# TASK ITEM
Please output the records below word for word and omit the pictures.

# TASK INPUTS
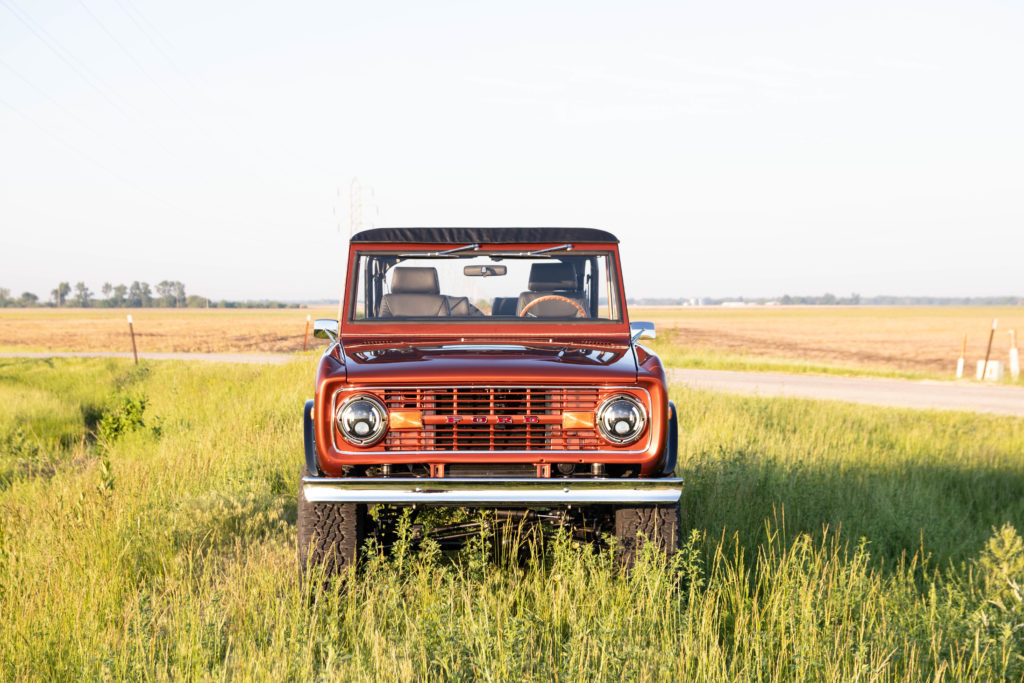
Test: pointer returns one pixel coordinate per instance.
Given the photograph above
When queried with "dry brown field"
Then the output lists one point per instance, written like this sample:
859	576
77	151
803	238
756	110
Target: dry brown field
918	340
195	330
902	339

# TASK RESPONSE
Test: pointer returns one pixel coordinate per instance.
Given the photograph above
When queried with "dry brown field"
Then the output lists one point per instance, written like this sample:
859	576
77	151
803	238
756	110
Target: dry brown field
918	340
195	330
902	339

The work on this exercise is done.